* **BRIEF**
Scan the entries that follow for the word "cliff", then report every line in which it appears.

- Opening Delimiter -

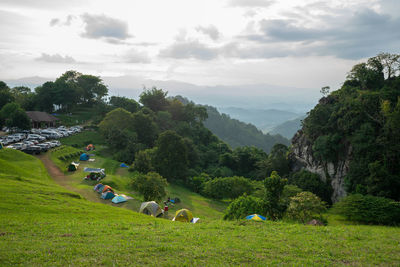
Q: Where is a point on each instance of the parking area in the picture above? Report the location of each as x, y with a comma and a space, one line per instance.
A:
36, 141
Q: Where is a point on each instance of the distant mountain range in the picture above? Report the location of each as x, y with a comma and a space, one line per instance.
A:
288, 128
248, 96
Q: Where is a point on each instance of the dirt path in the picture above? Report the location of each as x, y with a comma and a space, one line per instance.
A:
60, 178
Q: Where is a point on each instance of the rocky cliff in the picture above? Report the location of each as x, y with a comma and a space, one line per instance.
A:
301, 157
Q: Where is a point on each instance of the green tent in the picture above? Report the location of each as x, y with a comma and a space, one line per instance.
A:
151, 208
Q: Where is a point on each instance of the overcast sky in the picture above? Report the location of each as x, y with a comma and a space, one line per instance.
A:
306, 44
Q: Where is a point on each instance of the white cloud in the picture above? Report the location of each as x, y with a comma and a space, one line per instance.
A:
56, 58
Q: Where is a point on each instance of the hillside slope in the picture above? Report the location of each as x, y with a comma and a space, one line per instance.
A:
43, 224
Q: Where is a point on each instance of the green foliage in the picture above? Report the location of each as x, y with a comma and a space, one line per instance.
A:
125, 103
227, 187
11, 115
196, 183
305, 206
243, 206
362, 120
239, 134
273, 206
154, 99
143, 160
5, 95
369, 209
150, 185
312, 182
171, 156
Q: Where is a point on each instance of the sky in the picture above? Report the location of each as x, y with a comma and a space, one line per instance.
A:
297, 44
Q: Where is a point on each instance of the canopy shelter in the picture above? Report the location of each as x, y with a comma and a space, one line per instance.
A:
183, 215
84, 157
89, 147
107, 195
256, 217
39, 118
151, 208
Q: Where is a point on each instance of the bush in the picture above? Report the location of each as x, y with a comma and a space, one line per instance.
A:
227, 187
243, 206
312, 182
151, 186
305, 206
369, 209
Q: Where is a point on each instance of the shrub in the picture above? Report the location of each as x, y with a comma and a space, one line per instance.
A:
312, 182
369, 209
305, 206
227, 187
151, 186
243, 206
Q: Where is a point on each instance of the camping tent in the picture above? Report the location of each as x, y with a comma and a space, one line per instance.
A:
107, 187
100, 188
118, 199
256, 217
84, 157
73, 166
96, 187
90, 147
151, 208
183, 215
107, 195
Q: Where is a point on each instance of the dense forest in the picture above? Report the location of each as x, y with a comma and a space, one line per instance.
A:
361, 121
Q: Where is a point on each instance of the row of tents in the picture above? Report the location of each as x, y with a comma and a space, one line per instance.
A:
108, 193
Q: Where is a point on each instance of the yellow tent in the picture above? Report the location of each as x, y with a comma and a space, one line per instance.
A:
183, 215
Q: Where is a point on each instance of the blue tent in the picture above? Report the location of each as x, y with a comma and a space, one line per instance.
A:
96, 187
118, 199
84, 157
256, 217
107, 195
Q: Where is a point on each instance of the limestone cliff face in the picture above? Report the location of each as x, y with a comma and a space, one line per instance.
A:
301, 157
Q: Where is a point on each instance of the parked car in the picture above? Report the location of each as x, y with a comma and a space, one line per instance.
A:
33, 150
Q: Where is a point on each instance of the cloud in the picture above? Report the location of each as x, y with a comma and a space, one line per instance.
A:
251, 3
135, 56
56, 58
58, 22
189, 49
41, 4
365, 33
211, 31
103, 27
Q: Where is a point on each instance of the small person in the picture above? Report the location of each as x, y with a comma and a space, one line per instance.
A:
165, 210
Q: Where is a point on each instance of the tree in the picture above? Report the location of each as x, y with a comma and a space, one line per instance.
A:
243, 206
154, 99
5, 94
12, 115
228, 187
125, 103
305, 206
325, 91
150, 185
171, 156
273, 205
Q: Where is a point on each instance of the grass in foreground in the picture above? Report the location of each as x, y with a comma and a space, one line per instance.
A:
44, 224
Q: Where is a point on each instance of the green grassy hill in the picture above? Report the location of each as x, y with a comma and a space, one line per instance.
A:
42, 223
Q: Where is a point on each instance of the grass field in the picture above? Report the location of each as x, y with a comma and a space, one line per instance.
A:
42, 223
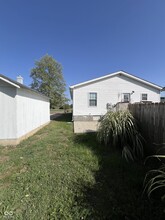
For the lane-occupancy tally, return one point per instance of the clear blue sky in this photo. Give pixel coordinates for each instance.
(90, 38)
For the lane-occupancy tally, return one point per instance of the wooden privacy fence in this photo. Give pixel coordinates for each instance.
(151, 119)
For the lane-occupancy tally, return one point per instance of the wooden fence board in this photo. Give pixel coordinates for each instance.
(151, 118)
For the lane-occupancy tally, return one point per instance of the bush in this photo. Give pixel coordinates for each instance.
(119, 129)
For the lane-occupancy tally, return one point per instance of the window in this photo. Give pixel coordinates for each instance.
(144, 97)
(93, 99)
(126, 97)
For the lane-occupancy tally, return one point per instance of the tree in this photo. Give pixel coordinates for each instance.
(47, 78)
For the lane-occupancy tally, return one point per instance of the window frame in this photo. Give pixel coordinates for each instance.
(129, 97)
(142, 98)
(92, 99)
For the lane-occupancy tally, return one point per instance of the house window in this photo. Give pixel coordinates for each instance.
(144, 97)
(126, 97)
(93, 99)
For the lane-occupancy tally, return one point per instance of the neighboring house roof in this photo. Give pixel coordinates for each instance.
(112, 75)
(19, 85)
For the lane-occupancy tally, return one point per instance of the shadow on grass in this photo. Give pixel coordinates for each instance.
(64, 117)
(117, 192)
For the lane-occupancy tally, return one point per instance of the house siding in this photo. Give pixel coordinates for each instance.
(110, 90)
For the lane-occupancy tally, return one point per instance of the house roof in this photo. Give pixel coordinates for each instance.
(19, 85)
(112, 75)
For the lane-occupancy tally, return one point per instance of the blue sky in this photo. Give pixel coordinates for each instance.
(90, 38)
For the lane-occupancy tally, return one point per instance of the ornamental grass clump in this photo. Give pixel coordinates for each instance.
(119, 129)
(154, 182)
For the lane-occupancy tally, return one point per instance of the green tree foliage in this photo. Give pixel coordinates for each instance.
(47, 78)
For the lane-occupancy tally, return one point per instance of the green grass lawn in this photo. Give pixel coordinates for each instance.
(58, 175)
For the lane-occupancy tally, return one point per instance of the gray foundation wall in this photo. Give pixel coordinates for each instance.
(86, 123)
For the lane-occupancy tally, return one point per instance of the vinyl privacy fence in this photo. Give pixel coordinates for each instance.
(151, 119)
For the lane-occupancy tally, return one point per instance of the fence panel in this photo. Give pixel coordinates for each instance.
(151, 118)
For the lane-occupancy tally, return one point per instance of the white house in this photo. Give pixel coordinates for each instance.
(23, 111)
(93, 98)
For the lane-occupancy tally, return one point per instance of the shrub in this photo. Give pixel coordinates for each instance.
(119, 129)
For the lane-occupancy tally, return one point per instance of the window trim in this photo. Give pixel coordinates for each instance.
(129, 97)
(89, 99)
(143, 97)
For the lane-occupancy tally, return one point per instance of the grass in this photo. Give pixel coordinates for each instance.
(58, 175)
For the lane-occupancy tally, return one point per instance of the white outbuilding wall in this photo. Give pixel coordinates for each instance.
(110, 90)
(22, 112)
(7, 111)
(32, 111)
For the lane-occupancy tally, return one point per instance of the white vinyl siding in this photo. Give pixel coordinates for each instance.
(144, 97)
(126, 97)
(92, 99)
(111, 91)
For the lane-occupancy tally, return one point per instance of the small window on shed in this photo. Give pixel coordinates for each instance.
(144, 97)
(92, 99)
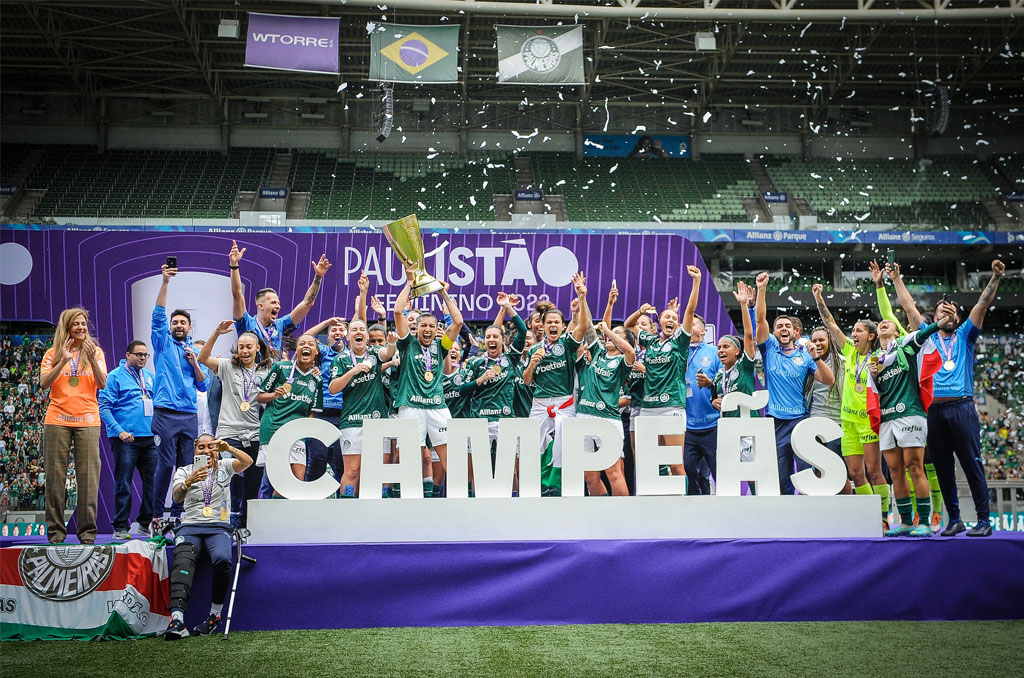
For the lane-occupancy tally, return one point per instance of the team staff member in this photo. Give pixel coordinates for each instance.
(292, 389)
(74, 369)
(700, 451)
(265, 323)
(953, 428)
(419, 392)
(205, 492)
(600, 383)
(898, 400)
(666, 354)
(126, 409)
(786, 369)
(551, 372)
(355, 374)
(179, 377)
(239, 421)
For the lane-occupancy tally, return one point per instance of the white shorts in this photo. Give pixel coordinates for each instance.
(665, 412)
(351, 440)
(297, 455)
(903, 432)
(634, 413)
(590, 441)
(551, 428)
(432, 422)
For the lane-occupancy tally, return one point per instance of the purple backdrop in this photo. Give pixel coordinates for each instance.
(97, 269)
(292, 43)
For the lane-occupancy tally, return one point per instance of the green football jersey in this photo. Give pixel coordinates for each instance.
(459, 392)
(898, 381)
(600, 383)
(364, 394)
(420, 382)
(665, 385)
(554, 376)
(737, 378)
(306, 396)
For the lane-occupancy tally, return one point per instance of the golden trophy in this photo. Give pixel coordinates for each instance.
(407, 241)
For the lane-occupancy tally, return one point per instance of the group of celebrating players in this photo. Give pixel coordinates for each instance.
(903, 399)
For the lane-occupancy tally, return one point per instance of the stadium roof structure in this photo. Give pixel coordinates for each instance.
(801, 53)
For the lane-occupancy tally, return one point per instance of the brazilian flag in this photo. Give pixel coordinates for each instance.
(400, 52)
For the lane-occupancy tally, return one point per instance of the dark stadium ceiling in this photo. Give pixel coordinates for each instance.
(868, 53)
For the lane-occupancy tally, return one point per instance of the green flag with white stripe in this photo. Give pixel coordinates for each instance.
(540, 55)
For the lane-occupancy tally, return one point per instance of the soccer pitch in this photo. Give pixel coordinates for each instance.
(811, 648)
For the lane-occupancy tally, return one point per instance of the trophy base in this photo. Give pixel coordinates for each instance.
(425, 285)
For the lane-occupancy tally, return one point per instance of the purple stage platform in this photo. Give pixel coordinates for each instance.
(633, 582)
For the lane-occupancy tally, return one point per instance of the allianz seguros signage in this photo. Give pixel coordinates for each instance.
(65, 573)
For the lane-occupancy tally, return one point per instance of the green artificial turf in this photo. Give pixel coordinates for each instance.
(834, 648)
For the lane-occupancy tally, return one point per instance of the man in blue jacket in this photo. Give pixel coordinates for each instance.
(126, 410)
(175, 423)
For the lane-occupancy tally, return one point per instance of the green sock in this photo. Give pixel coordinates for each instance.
(933, 482)
(883, 492)
(925, 510)
(905, 507)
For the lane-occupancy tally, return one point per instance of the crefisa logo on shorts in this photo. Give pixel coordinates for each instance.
(65, 573)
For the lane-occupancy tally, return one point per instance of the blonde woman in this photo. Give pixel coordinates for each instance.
(74, 369)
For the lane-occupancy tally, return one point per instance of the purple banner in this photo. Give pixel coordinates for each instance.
(292, 43)
(116, 274)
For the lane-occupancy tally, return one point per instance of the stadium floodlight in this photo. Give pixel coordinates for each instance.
(228, 29)
(705, 42)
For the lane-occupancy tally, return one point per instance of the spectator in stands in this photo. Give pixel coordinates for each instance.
(126, 409)
(203, 486)
(74, 370)
(179, 376)
(786, 368)
(239, 421)
(953, 427)
(266, 324)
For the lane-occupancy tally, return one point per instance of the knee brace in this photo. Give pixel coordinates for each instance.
(185, 555)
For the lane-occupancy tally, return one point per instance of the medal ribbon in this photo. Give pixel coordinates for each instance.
(138, 380)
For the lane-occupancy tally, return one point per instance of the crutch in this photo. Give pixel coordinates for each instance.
(241, 535)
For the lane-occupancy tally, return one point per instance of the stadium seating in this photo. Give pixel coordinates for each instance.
(646, 189)
(939, 192)
(441, 187)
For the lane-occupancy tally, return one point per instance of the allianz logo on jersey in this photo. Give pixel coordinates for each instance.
(511, 263)
(65, 573)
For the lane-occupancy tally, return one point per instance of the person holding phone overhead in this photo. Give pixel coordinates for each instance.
(265, 324)
(179, 377)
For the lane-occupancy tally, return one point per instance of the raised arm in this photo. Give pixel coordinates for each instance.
(839, 338)
(238, 292)
(320, 269)
(988, 294)
(913, 316)
(580, 332)
(691, 303)
(743, 294)
(205, 354)
(761, 309)
(612, 298)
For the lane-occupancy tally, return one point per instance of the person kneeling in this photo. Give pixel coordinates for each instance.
(205, 488)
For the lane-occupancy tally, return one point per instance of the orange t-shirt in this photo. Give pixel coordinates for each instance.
(73, 406)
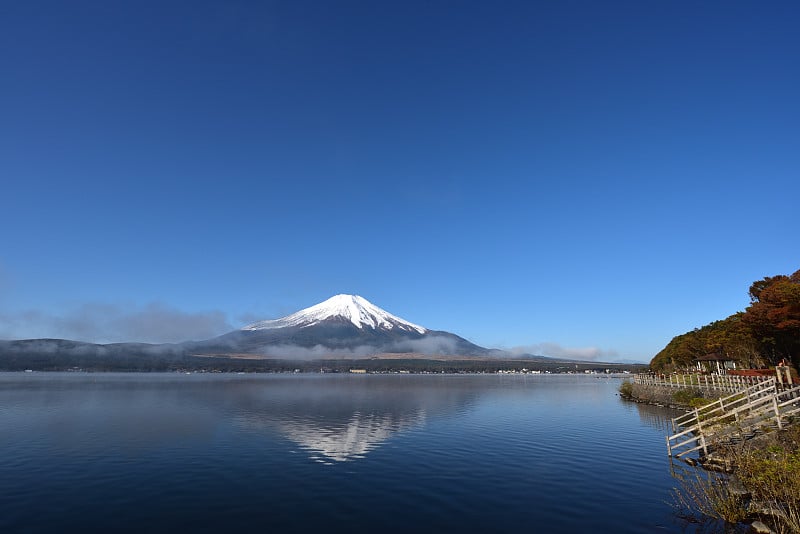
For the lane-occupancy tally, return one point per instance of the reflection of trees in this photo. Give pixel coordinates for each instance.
(656, 417)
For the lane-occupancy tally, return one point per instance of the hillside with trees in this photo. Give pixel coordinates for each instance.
(762, 335)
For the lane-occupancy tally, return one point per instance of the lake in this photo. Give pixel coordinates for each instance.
(305, 453)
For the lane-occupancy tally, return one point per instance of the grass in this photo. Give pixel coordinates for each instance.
(769, 474)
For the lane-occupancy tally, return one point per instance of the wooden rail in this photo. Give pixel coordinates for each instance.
(720, 383)
(736, 416)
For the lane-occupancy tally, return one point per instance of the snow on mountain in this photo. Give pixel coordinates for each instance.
(350, 308)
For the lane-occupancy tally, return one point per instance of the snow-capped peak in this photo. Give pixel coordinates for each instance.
(352, 308)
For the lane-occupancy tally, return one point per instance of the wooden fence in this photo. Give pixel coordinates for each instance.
(719, 383)
(733, 418)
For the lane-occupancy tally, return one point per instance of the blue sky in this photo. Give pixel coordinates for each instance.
(577, 178)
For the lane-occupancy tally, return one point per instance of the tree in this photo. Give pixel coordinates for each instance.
(774, 316)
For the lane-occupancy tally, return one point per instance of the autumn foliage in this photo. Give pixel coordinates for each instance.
(762, 335)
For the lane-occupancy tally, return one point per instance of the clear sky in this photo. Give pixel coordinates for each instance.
(578, 178)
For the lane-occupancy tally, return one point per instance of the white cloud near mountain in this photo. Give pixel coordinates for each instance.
(110, 323)
(554, 350)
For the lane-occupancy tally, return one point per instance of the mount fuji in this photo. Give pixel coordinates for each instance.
(343, 326)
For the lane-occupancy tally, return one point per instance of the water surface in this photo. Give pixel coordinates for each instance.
(304, 453)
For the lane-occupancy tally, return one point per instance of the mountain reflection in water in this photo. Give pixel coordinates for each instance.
(345, 418)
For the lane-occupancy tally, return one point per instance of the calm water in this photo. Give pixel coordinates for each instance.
(305, 453)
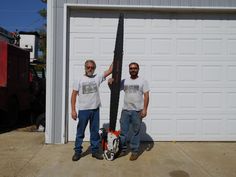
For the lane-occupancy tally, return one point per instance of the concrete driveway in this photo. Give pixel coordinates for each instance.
(24, 154)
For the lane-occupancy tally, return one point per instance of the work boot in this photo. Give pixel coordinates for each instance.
(97, 156)
(133, 156)
(76, 157)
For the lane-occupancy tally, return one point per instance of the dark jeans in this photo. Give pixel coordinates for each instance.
(93, 117)
(130, 120)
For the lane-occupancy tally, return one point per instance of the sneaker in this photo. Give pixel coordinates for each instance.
(133, 156)
(122, 153)
(97, 156)
(76, 157)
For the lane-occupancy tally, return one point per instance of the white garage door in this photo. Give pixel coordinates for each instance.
(189, 61)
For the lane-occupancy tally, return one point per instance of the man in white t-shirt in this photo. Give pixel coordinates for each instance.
(135, 107)
(87, 90)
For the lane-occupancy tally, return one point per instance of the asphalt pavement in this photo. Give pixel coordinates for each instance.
(24, 154)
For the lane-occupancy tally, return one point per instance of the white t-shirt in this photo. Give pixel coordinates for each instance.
(88, 89)
(134, 90)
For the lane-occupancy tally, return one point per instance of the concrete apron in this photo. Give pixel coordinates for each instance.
(24, 154)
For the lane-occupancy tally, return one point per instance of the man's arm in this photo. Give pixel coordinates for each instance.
(73, 103)
(145, 104)
(108, 72)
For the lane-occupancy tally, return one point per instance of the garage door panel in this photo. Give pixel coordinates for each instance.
(188, 60)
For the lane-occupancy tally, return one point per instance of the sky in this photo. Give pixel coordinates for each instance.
(21, 15)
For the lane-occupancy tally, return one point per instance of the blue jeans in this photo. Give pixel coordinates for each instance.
(93, 117)
(130, 120)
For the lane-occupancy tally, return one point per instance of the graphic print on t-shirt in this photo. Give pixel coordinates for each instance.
(131, 88)
(89, 87)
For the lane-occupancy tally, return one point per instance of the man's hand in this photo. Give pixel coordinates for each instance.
(143, 113)
(110, 81)
(74, 115)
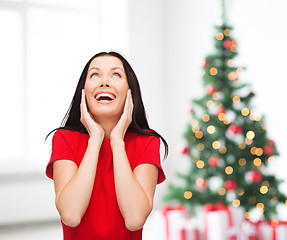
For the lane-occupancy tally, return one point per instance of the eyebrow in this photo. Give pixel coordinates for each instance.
(114, 68)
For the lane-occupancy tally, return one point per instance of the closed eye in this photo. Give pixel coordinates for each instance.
(117, 75)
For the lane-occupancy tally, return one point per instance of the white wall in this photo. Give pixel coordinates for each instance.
(169, 40)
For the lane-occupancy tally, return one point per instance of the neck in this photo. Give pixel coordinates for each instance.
(108, 124)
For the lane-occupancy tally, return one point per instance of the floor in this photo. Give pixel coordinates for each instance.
(51, 230)
(35, 231)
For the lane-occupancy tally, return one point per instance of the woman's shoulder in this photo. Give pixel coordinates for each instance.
(142, 138)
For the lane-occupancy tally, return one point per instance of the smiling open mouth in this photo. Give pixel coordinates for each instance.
(105, 97)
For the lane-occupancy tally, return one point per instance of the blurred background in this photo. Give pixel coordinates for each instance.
(45, 44)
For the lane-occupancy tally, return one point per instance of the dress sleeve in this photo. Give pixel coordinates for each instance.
(151, 154)
(60, 150)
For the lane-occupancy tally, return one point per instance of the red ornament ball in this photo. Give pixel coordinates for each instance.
(230, 185)
(201, 183)
(268, 150)
(271, 142)
(210, 89)
(220, 110)
(213, 161)
(254, 176)
(235, 129)
(227, 44)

- Closing Delimiter -

* **THE ANSWER**
Q: Where is a point on each instance of the rocky cliff in the picture above? Report the location of each as x, y with a comma and a space, one line per instance.
Q: Where is a point on each instance of the limestone cliff face in the picture above? Report the location of each as x, y with a comma and a space, one line per instance.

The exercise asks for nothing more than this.